#### Richiesta assegnata A:
Riproduca fedelmente il passo dell'intervista ad Alice Arcuri da "Hai iniziato il" fino a "approccio al lavoro?" compreso.
#### Richiesta assegnata B:
Prosegua l'intervista ad Alice Arcuri, riprendendo subito dopo l'ultima frase riportata.

La passione per il cinema e il teatro

Alice Arcuri è una di quelle personalità che colpiscono per l’eleganza naturale e la presenza scenica. Nata a Genova nel 1984, inizia a dedicarsi al teatro in giovanissima età. Alice ha saputo interpretare ruoli complessi e sfaccettati, passando con disinvoltura da serie di successo come Don Matteo e Blanca, fino a produzioni più complesse come Il Clandestino, in cui ha recitato al fianco di Edoardo Leo. La sua capacità di adattarsi a diversi linguaggi recitativi, mantenendo sempre una cifra stilistica sofisticata, la rende una figura di riferimento per la scena artistica contemporanea. In questa intervista esclusiva per Posh, Alice si racconta, condividendo riflessioni profonde sul mondo della recitazione e sull’importanza di una continua crescita personale e professionale.

Hai iniziato il tuo percorso nel teatro per caso, ma la tua carriera ha rapidamente preso il volo. Come ha influito questo background teatrale sul tuo approccio alla recitazione in televisione e nel cinema?

Il mio approccio teatrale è stata la base solida su cui muovermi. La recitazione è unica, ma il mezzo cambia. Mi ha dato anche una base solida di studio, grazie alla quale posso affrontare ogni sfida, e mi ha permesso di conoscere autori teatrali incredibili, la cui complessità è immensa. Più ti confronti con questi autori, più le parole pronunciate al cinema e in televisione diventano semplici.

Essere stata designata ambasciatrice di Genova è un riconoscimento importante. Come pensi che la cultura e la bellezza della tua città abbiano influenzato il tuo modo di vedere l’arte e il tuo approccio al lavoro?

Genova è una città carica di arte segreta. Essere genovese credo abbia influenzato profondamente il mio modo di vedere il mondo. Genova è racchiusa tra il mare e le montagne, come se fosse un’isola. Ho sempre sentito la responsabilità di portare l’arte della mia città fuori, ma anche di tornarci per un “reset” personale. Sento l’onore e l’onere di provenire da una realtà circoscritta, difficile da raggiungere, ma che ha dato i natali a immensi comici e cantautori. E non è un caso.

Hai avuto la possibilità di lavorare in serie televisive di grande successo come Blanca, Doc – Nelle tue mani e Tutta colpa di Freud. Che cosa cambia nel tuo metodo di lavoro quando passi da un progetto televisivo a uno cinematografico o teatrale?

#### Righe:
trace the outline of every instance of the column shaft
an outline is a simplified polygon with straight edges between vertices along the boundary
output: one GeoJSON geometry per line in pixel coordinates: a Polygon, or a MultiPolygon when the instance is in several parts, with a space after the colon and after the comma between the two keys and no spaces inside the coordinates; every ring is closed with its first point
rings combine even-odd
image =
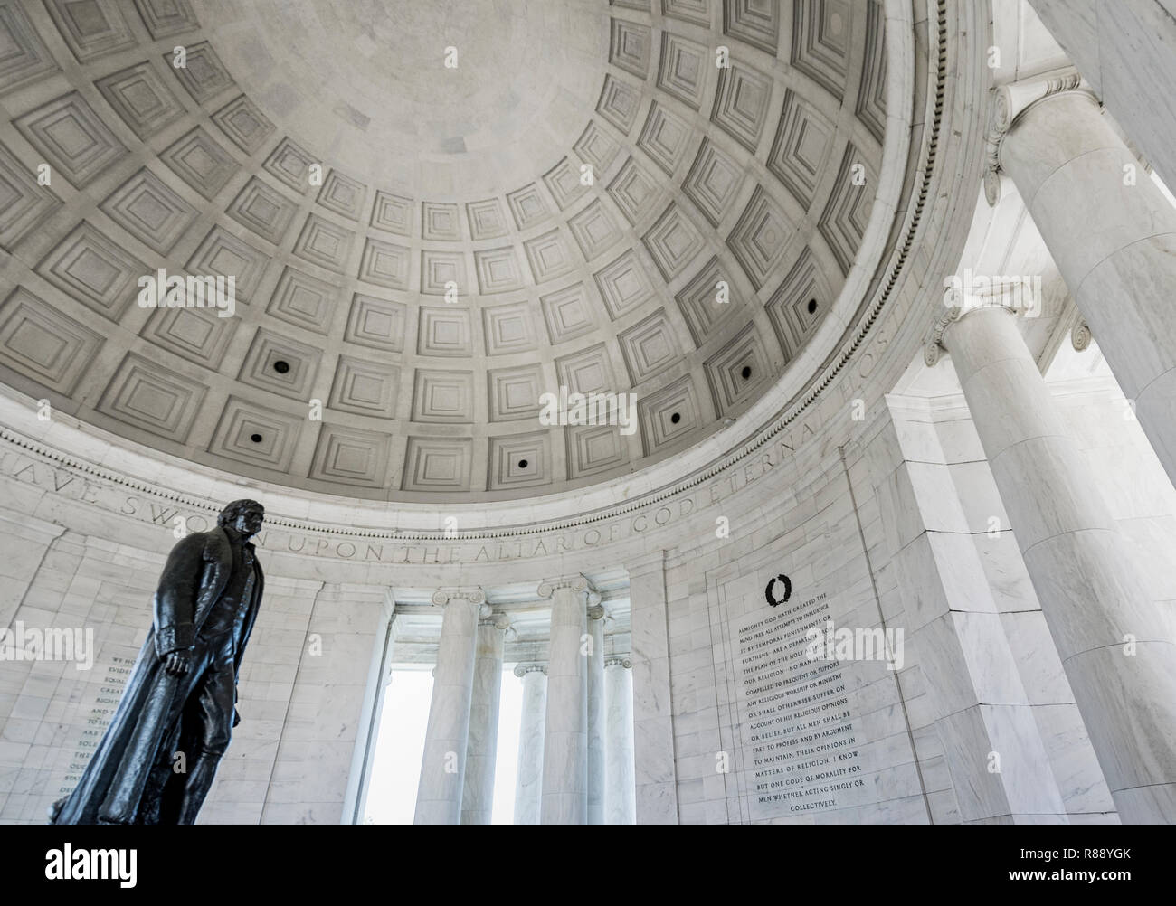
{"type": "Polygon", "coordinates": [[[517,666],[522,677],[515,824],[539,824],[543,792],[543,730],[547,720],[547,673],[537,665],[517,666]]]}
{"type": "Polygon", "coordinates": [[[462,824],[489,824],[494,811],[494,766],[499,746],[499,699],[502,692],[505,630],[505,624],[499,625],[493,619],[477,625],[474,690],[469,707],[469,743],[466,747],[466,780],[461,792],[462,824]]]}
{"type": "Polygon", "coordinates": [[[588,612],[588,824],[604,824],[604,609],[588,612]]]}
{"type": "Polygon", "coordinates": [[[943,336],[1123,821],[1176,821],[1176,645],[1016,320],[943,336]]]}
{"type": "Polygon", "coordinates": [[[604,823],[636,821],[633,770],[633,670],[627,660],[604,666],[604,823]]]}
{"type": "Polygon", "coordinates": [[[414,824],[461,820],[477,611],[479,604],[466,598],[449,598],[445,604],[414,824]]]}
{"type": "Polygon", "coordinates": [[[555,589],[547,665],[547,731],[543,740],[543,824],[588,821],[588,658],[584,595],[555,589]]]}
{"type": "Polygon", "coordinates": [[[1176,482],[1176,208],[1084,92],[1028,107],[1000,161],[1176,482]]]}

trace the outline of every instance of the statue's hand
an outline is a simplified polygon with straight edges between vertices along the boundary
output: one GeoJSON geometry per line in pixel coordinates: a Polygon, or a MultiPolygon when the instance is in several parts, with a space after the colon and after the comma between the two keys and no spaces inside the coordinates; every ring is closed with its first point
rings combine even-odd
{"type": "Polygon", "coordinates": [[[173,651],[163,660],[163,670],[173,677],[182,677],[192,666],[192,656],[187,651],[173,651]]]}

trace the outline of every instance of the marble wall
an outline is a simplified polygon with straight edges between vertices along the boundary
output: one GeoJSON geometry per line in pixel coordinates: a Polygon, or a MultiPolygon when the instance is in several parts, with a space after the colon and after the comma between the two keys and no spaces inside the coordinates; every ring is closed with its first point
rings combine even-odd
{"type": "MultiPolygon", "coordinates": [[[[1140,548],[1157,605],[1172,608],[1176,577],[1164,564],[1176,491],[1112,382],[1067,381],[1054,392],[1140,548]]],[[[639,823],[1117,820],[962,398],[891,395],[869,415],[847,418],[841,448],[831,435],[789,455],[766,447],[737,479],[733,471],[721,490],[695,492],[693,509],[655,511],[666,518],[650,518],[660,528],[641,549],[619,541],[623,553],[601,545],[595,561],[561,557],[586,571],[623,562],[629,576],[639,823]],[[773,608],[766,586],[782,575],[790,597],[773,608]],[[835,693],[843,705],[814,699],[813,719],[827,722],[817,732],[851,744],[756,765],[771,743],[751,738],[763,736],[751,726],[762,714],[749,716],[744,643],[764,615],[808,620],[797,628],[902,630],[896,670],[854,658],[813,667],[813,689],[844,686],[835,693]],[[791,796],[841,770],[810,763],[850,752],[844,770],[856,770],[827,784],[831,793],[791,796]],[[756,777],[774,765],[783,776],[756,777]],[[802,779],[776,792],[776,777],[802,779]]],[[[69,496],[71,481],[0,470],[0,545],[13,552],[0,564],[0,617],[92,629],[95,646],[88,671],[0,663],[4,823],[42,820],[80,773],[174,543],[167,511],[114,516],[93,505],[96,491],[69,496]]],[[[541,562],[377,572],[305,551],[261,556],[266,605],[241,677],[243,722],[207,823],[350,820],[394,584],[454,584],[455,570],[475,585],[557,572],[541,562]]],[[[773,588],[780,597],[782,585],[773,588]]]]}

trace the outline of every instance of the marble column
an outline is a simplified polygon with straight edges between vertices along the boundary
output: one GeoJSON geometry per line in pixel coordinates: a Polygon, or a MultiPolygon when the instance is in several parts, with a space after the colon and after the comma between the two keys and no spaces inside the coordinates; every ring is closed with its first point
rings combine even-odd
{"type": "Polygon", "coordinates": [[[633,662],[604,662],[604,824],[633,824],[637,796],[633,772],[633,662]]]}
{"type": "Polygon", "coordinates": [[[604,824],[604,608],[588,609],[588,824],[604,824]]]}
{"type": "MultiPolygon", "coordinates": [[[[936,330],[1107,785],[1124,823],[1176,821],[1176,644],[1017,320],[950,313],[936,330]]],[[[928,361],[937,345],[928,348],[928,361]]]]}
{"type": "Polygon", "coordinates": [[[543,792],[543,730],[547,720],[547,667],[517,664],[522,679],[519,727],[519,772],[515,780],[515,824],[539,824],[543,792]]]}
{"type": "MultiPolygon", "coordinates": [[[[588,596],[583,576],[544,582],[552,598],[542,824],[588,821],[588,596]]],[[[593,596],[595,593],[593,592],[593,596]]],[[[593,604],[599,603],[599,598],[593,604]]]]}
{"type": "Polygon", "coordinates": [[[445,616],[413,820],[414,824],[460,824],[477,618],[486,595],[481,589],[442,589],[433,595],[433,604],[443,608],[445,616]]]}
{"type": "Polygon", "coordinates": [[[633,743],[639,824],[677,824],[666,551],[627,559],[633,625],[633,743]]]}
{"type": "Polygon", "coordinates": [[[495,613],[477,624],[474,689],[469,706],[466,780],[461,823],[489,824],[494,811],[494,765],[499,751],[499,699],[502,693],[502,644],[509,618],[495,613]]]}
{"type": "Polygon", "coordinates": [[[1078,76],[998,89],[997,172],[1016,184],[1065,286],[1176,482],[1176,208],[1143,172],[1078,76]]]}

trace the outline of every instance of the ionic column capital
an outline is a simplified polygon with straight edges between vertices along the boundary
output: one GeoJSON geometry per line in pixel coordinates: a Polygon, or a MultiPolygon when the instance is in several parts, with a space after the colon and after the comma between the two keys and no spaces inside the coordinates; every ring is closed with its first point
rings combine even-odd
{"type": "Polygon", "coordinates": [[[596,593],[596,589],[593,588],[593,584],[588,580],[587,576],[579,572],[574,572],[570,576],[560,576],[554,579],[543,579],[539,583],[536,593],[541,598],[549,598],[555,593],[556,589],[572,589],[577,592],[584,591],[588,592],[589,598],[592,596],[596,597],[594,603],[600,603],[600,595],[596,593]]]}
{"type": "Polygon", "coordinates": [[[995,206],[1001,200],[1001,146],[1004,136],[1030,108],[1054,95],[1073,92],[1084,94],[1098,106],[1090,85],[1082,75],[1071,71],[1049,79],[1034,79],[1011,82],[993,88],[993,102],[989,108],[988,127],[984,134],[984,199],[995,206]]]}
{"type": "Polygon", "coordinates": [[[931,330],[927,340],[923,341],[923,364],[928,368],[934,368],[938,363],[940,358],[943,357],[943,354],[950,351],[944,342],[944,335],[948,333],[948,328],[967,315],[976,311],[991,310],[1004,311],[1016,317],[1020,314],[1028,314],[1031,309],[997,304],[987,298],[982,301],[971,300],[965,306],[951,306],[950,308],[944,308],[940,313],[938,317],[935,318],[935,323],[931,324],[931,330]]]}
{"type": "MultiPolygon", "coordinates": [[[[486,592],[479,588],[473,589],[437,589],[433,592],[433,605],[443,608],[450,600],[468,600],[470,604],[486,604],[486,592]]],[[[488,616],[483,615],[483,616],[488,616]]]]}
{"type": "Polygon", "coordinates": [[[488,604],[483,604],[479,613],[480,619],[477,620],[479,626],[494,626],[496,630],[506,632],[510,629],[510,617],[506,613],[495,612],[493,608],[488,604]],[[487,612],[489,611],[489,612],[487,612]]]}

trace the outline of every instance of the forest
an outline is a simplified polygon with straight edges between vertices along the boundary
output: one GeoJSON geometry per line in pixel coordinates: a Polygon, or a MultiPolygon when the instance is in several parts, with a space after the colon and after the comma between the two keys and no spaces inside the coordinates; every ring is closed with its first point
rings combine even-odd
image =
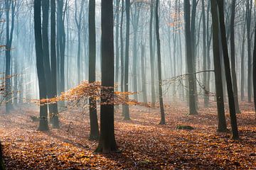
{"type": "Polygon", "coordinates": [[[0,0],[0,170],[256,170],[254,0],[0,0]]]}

#### Risposta A:
Hai iniziato il tuo percorso nel teatro per caso, ma la tua carriera ha rapidamente preso il volo. Come ha influito questo background teatrale sul tuo approccio alla recitazione in televisione e nel cinema?

Il mio approccio teatrale è stata la base solida su cui muovermi. La recitazione è unica, ma il mezzo cambia. Mi ha dato anche una base solida di studio, grazie alla quale posso affrontare ogni sfida, e mi ha permesso di conoscere autori teatrali incredibili, la cui complessità è immensa. Più ti confronti con questi autori, più le parole pronunciate al cinema e in televisione diventano semplici.

Essere stata designata ambasciatrice di Genova è un riconoscimento importante. Come pensi che la cultura e la bellezza della tua città abbiano influenzato il tuo modo di vedere l’arte e il tuo approccio al lavoro?

#### Risposta B:
Il teatro è un lavoro profondamente verticale, che ti porta alle fondamenta, alla ricerca interiore. Ci sono personaggi che vivono dentro di te per molto tempo, perché è totalizzante e denso; la ricerca è lunga e a volte le cose si scoprono all’ultimo minuto. Il cinema è una via di mezzo tra televisione e teatro: non ci sono scene di raccordo, sono tutte scene madri, e nel testo non c’è mai una parola di troppo. La televisione, invece, dilata i tempi, quindi è meno profonda come ricerca, più istintiva e leggera, ma il metodo resta identico.

Nel 2023 hai ricevuto il Premio Kinéo al Festival del Cinema di Venezia. Che emozione è stata ricevere un premio così prestigioso? Come ha influenzato il tuo percorso professionale?

È stata un’emozione bellissima e una grande sorpresa, soprattutto per quanto riguarda il red carpet. Ne avevo già fatti, ma quello di Venezia mi ha trasmesso sensazioni molto positive. Non ho mai dubitato di essermelo meritato, e il pubblico è stato fantastico. Dal punto di vista della carriera, non so dove mi porterà questo riconoscimento, ma non è qualcosa che mi sono mai chiesta.

Sei tornata a lavorare a teatro con Il Rito di Bergman. Cosa significa per te tornare sul palco dopo anni di successi in TV e nel cinema?

È un ritorno a una casa che ho sempre amato, ma da cui mi sono dovuta allontanare. Ho iniziato a lavorare giovanissima, a 21 anni facevo già tournée, e l’ho fatto per quasi 16 anni. Avevo bisogno di ritrovarmi nell’instabilità. Essendo creativa, ho bisogno di sentire le vertigini: non amo sentirmi comoda. Inoltre, tornare a teatro mi ha fatto rivivere il mio corpo, perché in televisione il corpo non vive completamente come accade sul palco.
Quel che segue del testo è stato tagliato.